> TASK OBJECTIVE: Copy the lines below word for word, leaving out the pictures.

•••

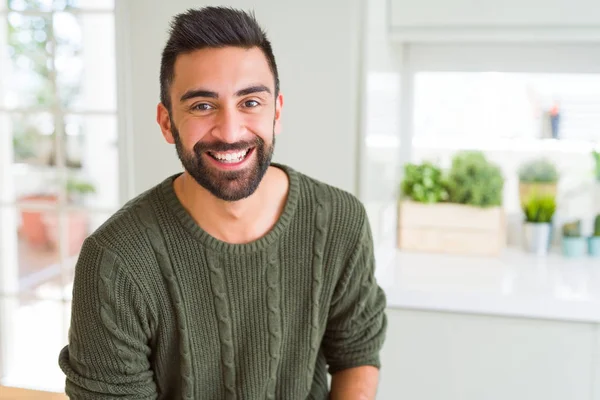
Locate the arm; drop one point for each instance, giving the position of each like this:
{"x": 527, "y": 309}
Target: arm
{"x": 108, "y": 354}
{"x": 358, "y": 383}
{"x": 356, "y": 326}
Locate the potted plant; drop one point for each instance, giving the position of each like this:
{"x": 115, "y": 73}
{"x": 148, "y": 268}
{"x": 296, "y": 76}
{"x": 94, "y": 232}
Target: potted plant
{"x": 537, "y": 228}
{"x": 594, "y": 240}
{"x": 424, "y": 183}
{"x": 537, "y": 176}
{"x": 475, "y": 181}
{"x": 573, "y": 243}
{"x": 458, "y": 212}
{"x": 596, "y": 155}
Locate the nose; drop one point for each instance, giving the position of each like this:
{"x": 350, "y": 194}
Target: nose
{"x": 228, "y": 127}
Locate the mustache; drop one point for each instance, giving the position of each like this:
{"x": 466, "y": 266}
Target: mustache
{"x": 202, "y": 147}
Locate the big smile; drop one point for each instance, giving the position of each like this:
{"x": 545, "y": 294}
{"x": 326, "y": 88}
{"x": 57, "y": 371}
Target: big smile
{"x": 230, "y": 157}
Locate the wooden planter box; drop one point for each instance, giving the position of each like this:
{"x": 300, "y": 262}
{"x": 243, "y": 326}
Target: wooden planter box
{"x": 451, "y": 228}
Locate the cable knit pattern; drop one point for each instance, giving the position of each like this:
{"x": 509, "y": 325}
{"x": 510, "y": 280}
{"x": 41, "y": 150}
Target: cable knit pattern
{"x": 317, "y": 267}
{"x": 273, "y": 304}
{"x": 163, "y": 310}
{"x": 224, "y": 322}
{"x": 151, "y": 230}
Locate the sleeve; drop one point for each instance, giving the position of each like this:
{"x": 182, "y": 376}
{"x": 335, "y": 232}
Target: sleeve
{"x": 107, "y": 355}
{"x": 357, "y": 322}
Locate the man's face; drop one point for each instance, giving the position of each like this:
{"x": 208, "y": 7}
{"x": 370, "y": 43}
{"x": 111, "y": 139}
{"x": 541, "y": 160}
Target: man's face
{"x": 224, "y": 119}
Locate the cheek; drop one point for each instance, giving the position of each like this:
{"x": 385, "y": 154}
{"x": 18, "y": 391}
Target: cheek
{"x": 191, "y": 132}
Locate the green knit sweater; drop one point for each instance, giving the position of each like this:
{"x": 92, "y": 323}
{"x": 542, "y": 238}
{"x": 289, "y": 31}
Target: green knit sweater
{"x": 163, "y": 310}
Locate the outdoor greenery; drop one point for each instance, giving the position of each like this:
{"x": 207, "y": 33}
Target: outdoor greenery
{"x": 472, "y": 180}
{"x": 32, "y": 45}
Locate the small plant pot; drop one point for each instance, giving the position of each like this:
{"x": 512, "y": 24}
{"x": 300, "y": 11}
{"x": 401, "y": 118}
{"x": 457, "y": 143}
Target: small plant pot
{"x": 537, "y": 237}
{"x": 574, "y": 246}
{"x": 594, "y": 246}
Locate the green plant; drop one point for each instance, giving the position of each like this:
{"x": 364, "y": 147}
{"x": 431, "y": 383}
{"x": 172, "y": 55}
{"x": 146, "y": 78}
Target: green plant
{"x": 424, "y": 183}
{"x": 540, "y": 170}
{"x": 596, "y": 155}
{"x": 539, "y": 209}
{"x": 572, "y": 229}
{"x": 473, "y": 180}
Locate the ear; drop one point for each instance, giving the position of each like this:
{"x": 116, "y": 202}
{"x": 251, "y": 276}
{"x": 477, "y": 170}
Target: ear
{"x": 278, "y": 107}
{"x": 164, "y": 121}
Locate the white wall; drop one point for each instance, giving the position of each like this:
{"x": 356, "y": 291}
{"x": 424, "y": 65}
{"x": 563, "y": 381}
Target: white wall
{"x": 453, "y": 356}
{"x": 380, "y": 128}
{"x": 316, "y": 45}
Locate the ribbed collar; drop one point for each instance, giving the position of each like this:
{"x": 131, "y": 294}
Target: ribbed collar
{"x": 176, "y": 207}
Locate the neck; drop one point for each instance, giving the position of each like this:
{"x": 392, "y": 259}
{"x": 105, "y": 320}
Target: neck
{"x": 235, "y": 222}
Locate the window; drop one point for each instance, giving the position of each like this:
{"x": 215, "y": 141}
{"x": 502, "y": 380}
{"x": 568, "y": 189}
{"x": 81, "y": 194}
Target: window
{"x": 500, "y": 99}
{"x": 59, "y": 170}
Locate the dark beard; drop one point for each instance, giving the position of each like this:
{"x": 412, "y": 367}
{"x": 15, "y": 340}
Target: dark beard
{"x": 226, "y": 185}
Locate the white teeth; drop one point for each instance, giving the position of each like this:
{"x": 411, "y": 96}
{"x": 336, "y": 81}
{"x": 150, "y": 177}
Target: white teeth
{"x": 230, "y": 157}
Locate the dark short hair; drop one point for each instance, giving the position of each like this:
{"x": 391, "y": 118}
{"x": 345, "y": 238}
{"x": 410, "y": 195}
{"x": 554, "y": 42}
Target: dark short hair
{"x": 211, "y": 27}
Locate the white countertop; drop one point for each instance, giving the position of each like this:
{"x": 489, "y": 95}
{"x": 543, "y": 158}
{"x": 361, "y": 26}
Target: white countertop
{"x": 516, "y": 284}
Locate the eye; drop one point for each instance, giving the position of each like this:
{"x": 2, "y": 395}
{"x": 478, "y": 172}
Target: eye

•••

> EXERCISE ANSWER:
Locate the arm; drop one point for each instance, giving the position of each like this:
{"x": 527, "y": 309}
Target: arm
{"x": 108, "y": 354}
{"x": 358, "y": 383}
{"x": 356, "y": 326}
Locate the potted plant; drop one point for each instance, giving the position of each like this:
{"x": 115, "y": 73}
{"x": 148, "y": 268}
{"x": 296, "y": 76}
{"x": 94, "y": 232}
Target: potted plant
{"x": 537, "y": 228}
{"x": 594, "y": 240}
{"x": 424, "y": 183}
{"x": 537, "y": 176}
{"x": 475, "y": 181}
{"x": 573, "y": 243}
{"x": 458, "y": 212}
{"x": 596, "y": 155}
Locate the nose; drop one point for each instance, giving the position of each like this:
{"x": 350, "y": 194}
Target: nose
{"x": 228, "y": 127}
Locate the mustache; drop one point for each instance, giving the position of each like this:
{"x": 466, "y": 266}
Target: mustache
{"x": 202, "y": 147}
Locate the big smile; drop one point for each instance, giving the position of each like this:
{"x": 545, "y": 294}
{"x": 326, "y": 88}
{"x": 57, "y": 371}
Target: big smile
{"x": 230, "y": 157}
Locate the wooden planter box; drop one point for each instance, giving the position of each like this:
{"x": 300, "y": 262}
{"x": 243, "y": 326}
Target: wooden planter box
{"x": 451, "y": 228}
Locate the cable knit pattern; drop one point for each instance, giving the position of each like this:
{"x": 509, "y": 325}
{"x": 510, "y": 280}
{"x": 41, "y": 150}
Target: cable knit pattern
{"x": 317, "y": 267}
{"x": 273, "y": 304}
{"x": 163, "y": 310}
{"x": 224, "y": 322}
{"x": 151, "y": 230}
Locate the sleeve; drop one point for each instance, giving the position of each like this:
{"x": 182, "y": 376}
{"x": 335, "y": 232}
Target: sleeve
{"x": 107, "y": 355}
{"x": 357, "y": 322}
Locate the man's face; drop one point for each instance, giving the position of each like this:
{"x": 208, "y": 7}
{"x": 370, "y": 43}
{"x": 111, "y": 139}
{"x": 541, "y": 160}
Target: man's face
{"x": 224, "y": 119}
Locate the cheek; drop one point for each instance, giving the position of each like this:
{"x": 385, "y": 154}
{"x": 18, "y": 391}
Target: cheek
{"x": 191, "y": 132}
Locate the green knit sweater; drop one point for each instance, giving the position of each like this:
{"x": 92, "y": 323}
{"x": 542, "y": 238}
{"x": 289, "y": 31}
Target: green knit sweater
{"x": 163, "y": 310}
Locate the outdoor greenery; drop one point for each instance, giving the position of each like this:
{"x": 207, "y": 33}
Target: outdoor greenery
{"x": 472, "y": 180}
{"x": 32, "y": 45}
Locate the small plant pot; drop one point for each instance, giving the position of each like this:
{"x": 512, "y": 24}
{"x": 300, "y": 11}
{"x": 401, "y": 118}
{"x": 457, "y": 143}
Target: small plant pot
{"x": 537, "y": 237}
{"x": 574, "y": 246}
{"x": 594, "y": 246}
Locate the green plant; drop one point for each instance, giving the position of each like this:
{"x": 364, "y": 147}
{"x": 431, "y": 383}
{"x": 172, "y": 55}
{"x": 146, "y": 78}
Target: green plant
{"x": 424, "y": 183}
{"x": 540, "y": 170}
{"x": 596, "y": 155}
{"x": 539, "y": 209}
{"x": 572, "y": 229}
{"x": 473, "y": 180}
Locate the ear; drop one point for each instance, giving the position of each like this:
{"x": 116, "y": 202}
{"x": 251, "y": 276}
{"x": 477, "y": 170}
Target: ear
{"x": 278, "y": 107}
{"x": 164, "y": 121}
Locate the white wall; drop one point for each instance, giving the position of each like this:
{"x": 356, "y": 291}
{"x": 424, "y": 65}
{"x": 563, "y": 381}
Target: white wall
{"x": 453, "y": 356}
{"x": 380, "y": 128}
{"x": 316, "y": 45}
Locate the ribbed collar; drop one point for each instance, giving the position of each like this:
{"x": 131, "y": 294}
Target: ribbed collar
{"x": 176, "y": 207}
Locate the neck; drop one point for each instance, giving the position of each like this:
{"x": 392, "y": 259}
{"x": 105, "y": 320}
Target: neck
{"x": 235, "y": 222}
Locate the window; drop one point for each instance, giving the position of each like this:
{"x": 215, "y": 141}
{"x": 502, "y": 380}
{"x": 568, "y": 189}
{"x": 81, "y": 194}
Target: window
{"x": 500, "y": 99}
{"x": 59, "y": 170}
Locate the dark beard; drop one point for each instance, giving the position of each like this:
{"x": 412, "y": 367}
{"x": 15, "y": 340}
Target: dark beard
{"x": 226, "y": 185}
Locate the white teeth; drop one point for each instance, giving the position of each like this:
{"x": 411, "y": 96}
{"x": 336, "y": 81}
{"x": 150, "y": 177}
Target: white teeth
{"x": 230, "y": 157}
Locate the dark short hair; drop one point for each instance, giving the position of each like this:
{"x": 391, "y": 118}
{"x": 345, "y": 238}
{"x": 410, "y": 195}
{"x": 554, "y": 42}
Target: dark short hair
{"x": 211, "y": 27}
Locate the white countertop; drop one point for each instance, giving the position of each like this:
{"x": 489, "y": 95}
{"x": 543, "y": 158}
{"x": 361, "y": 26}
Target: white countertop
{"x": 516, "y": 284}
Locate the eye; drop one point for each instance, giving the position of each like this:
{"x": 2, "y": 395}
{"x": 478, "y": 172}
Target: eye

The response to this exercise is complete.